TASK 1 —
Answer from the article on the Rome war crimes conference:
(a) By what vote was the final proposal adopted?
(b) By what margin was the amendment shielding soldiers of non-signatory countries defeated?
(c) Which senator warned that such a treaty would be "dead on arrival" in Congress?

English

US isolated at conference on war crimes

A United Nations conference in Rome voted overwhelmingly July 17 to establish an international criminal court with jurisdiction over genocide, aggression and other war crimes, despite intense opposition by the delegation from the United States. The final proposal was adopted by a vote of 120 to 7, with 21 countries abstaining. The US was joined in opposition only by China, Israel and several Arab states.

The isolation of the American delegation was underscored in another vote, on an amendment which would have barred the prosecution of soldiers and government officials of countries which did not sign the treaty. This effort to place American soldiers outside the court's jurisdication was defeated by 113 to 17, with 25 abstentions.

The last days of the five-week conference were marked by increasingly bitter conflicts between the United States and its major military allies--and economic rivals--Britain, Germany, Japan and Canada. A 60-nation group, spearheaded by these powers, pushed for expanding the temporary tribunals established to investigate ethnic massacres in Bosnia and Rwanda into a permanent institution.

The Clinton administration, under pressure from both the Pentagon and congressional Republicans, was adamant in opposing establishment of any permanent war crimes tribunal. The US delegate to Rome, Ambassador James Scheffer, also sought to limit the court's jurisdiction to genocide, excluding such crimes as atrocities against a civilian population which were not so systematic and extensive.

There was little attempt to disguise the US demand for complete impunity for its military personnel. State Department spokesman James Rubin said the new court didn't 'comply with and comport with our special global responsibilities.'

US Secretary of Defense William Cohen made no bones about the likelihood of US soldiers engaging in actions which would provoke legal action under a treaty banning genocide and war crimes. He said that US soldiers would become 'a magnet for frivolous and politically motivated accusations,' although there are extensive procedural safeguards against such a possibility, including a provision that a majority of the permanent members of the UN Security Council can veto it.

The Clinton administration and the Pentagon issued a series of heavy-handed warnings to its nominal allies, threatening retaliatory measures ranging from cutoff of financial assistance to withdrawal from military alliances.

The most extraordinary threat was contained in 'talking points' prepared for Cohen and leaked to delegates at the Rome conference. Directed against Germany, which was pressing for the new tribunal to have jurisdiction over every country, including the US, the memo warned, 'Should the universal jurisdiction proposal be adopted by the Rome Conference, we would have to consider the implication for our overseas presence, including our commitment of forces in Europe.'

The US delegation rejected all attempts at compromise, spurred on by the threat from North Carolina Senator Jesse Helms, chairman of the Senate Foreign Relations, who declared that any treaty which permitted US soldiers to be tried in foreign courts would be 'dead on arrival' in Congress.

TASK 2 — Copy out the lines of the records starting at the line that contains "For this evaluation, locate the coffee" and ending after the line that contains "Target: black framed mirror".

Data records:
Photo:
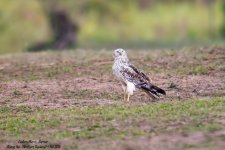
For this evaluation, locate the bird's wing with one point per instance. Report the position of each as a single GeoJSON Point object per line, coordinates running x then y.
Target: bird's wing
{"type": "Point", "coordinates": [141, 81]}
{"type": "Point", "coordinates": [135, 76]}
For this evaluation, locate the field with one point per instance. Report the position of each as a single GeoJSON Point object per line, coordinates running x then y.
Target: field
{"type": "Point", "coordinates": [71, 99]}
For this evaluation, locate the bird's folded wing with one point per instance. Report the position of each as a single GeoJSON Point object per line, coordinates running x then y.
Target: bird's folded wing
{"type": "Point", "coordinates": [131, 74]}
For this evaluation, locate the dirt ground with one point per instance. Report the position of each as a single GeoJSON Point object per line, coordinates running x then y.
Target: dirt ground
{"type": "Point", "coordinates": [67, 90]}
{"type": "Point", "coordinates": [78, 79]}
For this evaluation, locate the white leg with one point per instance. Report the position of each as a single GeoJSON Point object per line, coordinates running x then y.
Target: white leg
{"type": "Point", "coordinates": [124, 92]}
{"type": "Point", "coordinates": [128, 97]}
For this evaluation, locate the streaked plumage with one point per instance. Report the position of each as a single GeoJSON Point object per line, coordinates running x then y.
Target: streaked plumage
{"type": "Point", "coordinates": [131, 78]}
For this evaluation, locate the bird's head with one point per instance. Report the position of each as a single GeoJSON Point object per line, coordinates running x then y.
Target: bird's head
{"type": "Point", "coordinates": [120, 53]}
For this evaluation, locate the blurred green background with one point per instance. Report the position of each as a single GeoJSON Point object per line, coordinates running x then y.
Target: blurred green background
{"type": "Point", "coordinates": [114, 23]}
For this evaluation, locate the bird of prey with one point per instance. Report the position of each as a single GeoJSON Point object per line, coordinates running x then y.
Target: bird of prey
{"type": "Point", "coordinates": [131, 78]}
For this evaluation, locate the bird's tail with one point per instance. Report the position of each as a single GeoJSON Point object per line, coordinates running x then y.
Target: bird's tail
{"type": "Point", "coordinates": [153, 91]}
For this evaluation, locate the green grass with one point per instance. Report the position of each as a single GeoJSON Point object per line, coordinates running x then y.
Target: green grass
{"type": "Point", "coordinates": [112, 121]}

...

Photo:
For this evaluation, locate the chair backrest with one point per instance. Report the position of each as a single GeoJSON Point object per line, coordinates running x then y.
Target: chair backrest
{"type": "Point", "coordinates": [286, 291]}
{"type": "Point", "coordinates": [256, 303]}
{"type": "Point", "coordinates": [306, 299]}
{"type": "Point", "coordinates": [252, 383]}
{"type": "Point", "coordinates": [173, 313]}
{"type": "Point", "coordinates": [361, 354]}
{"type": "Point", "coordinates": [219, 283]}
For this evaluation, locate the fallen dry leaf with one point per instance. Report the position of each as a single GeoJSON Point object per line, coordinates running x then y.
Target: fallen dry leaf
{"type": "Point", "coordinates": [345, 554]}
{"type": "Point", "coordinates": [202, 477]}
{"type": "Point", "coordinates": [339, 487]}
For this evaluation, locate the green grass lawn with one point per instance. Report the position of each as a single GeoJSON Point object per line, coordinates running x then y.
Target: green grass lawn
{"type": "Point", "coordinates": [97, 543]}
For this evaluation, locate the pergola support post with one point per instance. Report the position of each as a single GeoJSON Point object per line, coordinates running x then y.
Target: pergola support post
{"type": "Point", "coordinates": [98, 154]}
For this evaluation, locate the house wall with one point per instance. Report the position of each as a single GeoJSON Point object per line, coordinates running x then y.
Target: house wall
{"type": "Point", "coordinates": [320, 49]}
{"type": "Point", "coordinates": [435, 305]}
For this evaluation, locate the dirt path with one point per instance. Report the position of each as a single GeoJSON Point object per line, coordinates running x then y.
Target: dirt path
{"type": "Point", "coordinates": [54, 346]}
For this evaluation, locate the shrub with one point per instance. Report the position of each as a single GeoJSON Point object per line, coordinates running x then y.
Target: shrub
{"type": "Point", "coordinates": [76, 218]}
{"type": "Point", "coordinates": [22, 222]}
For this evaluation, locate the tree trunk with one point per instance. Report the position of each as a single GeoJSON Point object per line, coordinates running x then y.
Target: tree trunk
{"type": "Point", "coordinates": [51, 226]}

--

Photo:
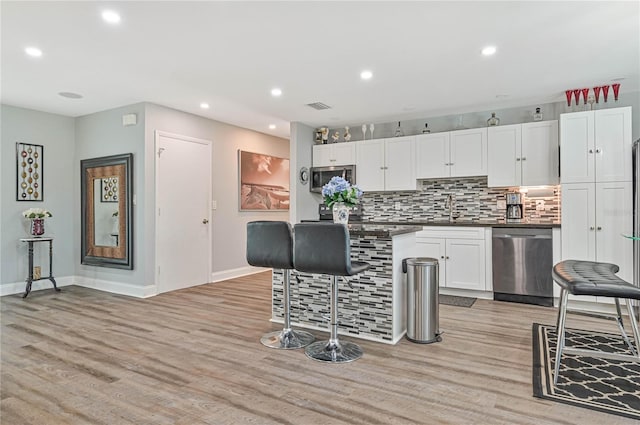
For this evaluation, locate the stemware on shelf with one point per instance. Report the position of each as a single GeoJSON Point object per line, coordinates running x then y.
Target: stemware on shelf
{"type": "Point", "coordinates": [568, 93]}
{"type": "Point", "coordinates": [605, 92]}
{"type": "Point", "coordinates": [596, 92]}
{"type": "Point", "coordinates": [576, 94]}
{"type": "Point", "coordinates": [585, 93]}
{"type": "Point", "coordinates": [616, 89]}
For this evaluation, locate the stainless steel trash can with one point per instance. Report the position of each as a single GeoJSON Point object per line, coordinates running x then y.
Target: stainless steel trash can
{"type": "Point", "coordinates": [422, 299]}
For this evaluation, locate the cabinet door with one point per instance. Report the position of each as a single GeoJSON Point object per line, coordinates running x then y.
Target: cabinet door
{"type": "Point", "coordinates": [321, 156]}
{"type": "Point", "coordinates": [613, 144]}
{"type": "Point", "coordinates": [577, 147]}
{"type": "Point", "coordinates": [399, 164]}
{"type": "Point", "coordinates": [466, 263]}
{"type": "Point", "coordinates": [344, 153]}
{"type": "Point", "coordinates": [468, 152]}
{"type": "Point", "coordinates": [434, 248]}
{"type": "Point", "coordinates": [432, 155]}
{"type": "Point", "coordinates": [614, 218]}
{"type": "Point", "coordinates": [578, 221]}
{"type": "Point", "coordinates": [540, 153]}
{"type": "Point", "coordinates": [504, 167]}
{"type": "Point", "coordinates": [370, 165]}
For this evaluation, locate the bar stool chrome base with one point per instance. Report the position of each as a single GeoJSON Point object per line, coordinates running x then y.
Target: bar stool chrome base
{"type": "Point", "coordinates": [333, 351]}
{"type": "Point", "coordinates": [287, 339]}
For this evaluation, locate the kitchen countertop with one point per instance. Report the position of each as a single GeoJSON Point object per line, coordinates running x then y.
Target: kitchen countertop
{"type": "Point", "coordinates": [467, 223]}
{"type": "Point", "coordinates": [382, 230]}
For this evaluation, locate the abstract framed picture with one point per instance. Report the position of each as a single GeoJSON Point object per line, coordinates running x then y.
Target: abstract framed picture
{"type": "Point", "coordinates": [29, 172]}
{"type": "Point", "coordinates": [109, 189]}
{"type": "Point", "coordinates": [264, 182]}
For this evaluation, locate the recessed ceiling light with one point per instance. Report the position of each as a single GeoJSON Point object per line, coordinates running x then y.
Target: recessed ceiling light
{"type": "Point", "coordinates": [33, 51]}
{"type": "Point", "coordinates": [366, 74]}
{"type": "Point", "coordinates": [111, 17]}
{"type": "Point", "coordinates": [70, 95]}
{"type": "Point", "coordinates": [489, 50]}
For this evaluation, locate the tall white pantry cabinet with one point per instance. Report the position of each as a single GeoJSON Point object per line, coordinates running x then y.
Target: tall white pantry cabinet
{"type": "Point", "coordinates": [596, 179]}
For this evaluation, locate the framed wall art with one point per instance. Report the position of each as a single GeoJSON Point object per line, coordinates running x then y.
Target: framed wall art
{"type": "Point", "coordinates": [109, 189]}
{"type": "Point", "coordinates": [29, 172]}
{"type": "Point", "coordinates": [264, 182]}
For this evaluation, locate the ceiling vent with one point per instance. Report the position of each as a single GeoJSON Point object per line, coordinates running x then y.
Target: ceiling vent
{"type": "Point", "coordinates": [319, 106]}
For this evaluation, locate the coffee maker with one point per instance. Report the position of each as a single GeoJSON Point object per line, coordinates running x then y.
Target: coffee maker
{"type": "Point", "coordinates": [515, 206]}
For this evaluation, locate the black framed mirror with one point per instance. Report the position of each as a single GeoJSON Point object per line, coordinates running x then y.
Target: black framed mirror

PROBLEM SOLUTION 1 —
(a) 120 to 7, with 21 countries abstaining.
(b) 113 to 17, with 25 abstentions.
(c) Jesse Helms of North Carolina.

PROBLEM SOLUTION 2 —
For this evaluation, locate the coffee maker with one point per instance. Report the position of each as a single GeoJSON Point object per line, coordinates running x then y.
Target: coffee maker
{"type": "Point", "coordinates": [515, 206]}
For this evaluation, locate the black framed mirror with one point per instance. Report the position of each as a single GeoJSON Point object per line, coordinates running x then y.
Target: black framed mirror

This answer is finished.